> **What is being asked**
Update the lines starting at the line that contains "windshield and place a point on every instance?" and ending at the end of the rows, replacing "comma" with "semicolon" and leaving everything else unchanged. Give back only those lines.

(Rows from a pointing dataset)
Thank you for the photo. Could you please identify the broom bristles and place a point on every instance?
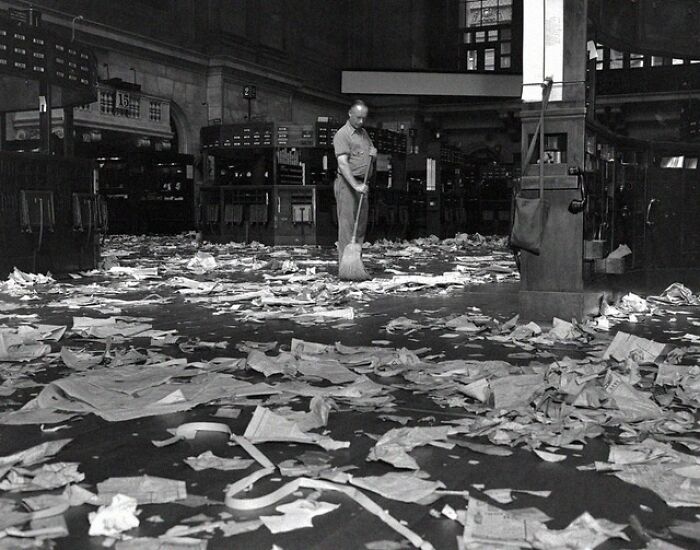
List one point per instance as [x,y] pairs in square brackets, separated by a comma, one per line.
[351,267]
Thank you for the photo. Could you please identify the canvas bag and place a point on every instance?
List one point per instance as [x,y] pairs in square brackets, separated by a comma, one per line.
[530,215]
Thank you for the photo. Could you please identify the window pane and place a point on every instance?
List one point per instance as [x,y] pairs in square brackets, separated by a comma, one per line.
[474,13]
[489,59]
[636,60]
[471,60]
[616,59]
[505,15]
[489,12]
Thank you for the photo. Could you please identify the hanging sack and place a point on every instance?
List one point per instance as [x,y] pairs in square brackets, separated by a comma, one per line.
[530,215]
[529,223]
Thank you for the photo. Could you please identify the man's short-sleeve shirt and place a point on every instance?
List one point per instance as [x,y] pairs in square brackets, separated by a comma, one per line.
[356,144]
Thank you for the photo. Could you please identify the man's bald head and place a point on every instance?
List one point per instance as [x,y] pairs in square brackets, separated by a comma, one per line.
[357,114]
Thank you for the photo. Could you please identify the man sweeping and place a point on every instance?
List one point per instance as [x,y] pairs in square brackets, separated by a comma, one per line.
[355,152]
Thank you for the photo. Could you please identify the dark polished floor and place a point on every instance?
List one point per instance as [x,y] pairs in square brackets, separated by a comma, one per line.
[106,449]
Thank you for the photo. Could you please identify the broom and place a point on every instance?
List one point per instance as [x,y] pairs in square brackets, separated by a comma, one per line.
[351,267]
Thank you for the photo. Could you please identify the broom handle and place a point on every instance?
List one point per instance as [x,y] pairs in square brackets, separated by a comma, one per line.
[362,197]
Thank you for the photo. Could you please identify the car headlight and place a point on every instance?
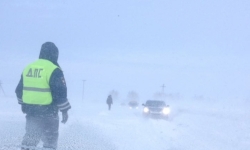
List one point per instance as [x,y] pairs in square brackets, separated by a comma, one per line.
[166,110]
[146,110]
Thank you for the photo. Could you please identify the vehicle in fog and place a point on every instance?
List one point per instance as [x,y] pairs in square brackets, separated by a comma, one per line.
[156,108]
[133,104]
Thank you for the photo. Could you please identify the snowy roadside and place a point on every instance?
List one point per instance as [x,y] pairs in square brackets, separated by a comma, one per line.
[193,125]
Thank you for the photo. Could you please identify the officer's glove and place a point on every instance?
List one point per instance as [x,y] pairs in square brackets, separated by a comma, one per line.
[64,116]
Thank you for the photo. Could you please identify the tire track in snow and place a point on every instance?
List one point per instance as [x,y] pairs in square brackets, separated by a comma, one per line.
[83,136]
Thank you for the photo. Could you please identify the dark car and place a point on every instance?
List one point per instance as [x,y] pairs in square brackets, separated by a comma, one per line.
[133,104]
[156,108]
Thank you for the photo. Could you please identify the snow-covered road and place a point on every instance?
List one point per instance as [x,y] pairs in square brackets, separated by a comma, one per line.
[192,125]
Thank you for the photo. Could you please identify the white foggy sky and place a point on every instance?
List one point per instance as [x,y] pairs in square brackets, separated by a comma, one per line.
[193,47]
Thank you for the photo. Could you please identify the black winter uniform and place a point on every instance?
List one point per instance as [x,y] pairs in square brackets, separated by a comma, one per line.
[42,121]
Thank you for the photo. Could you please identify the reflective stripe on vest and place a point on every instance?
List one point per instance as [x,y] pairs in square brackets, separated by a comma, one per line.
[36,77]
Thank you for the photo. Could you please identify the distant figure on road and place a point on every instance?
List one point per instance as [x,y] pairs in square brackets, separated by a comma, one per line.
[109,101]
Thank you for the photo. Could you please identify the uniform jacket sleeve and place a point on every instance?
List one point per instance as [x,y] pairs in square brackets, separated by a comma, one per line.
[19,91]
[59,90]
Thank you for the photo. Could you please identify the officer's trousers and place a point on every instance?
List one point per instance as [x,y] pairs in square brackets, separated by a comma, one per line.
[44,128]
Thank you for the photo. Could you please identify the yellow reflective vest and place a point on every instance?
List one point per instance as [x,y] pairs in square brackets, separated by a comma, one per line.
[36,77]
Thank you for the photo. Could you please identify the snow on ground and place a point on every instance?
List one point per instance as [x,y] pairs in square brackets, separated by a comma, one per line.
[192,125]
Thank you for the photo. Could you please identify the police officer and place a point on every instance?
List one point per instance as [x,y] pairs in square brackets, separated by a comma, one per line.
[42,93]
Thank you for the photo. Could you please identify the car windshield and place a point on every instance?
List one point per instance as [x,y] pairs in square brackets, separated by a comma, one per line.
[155,103]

> **The result**
Thank you for the photo. Could you please identify the car windshield and place a point on every instance?
List one point per instance as [x,y] pairs in square brackets, separated by a semicolon, one per line.
[155,103]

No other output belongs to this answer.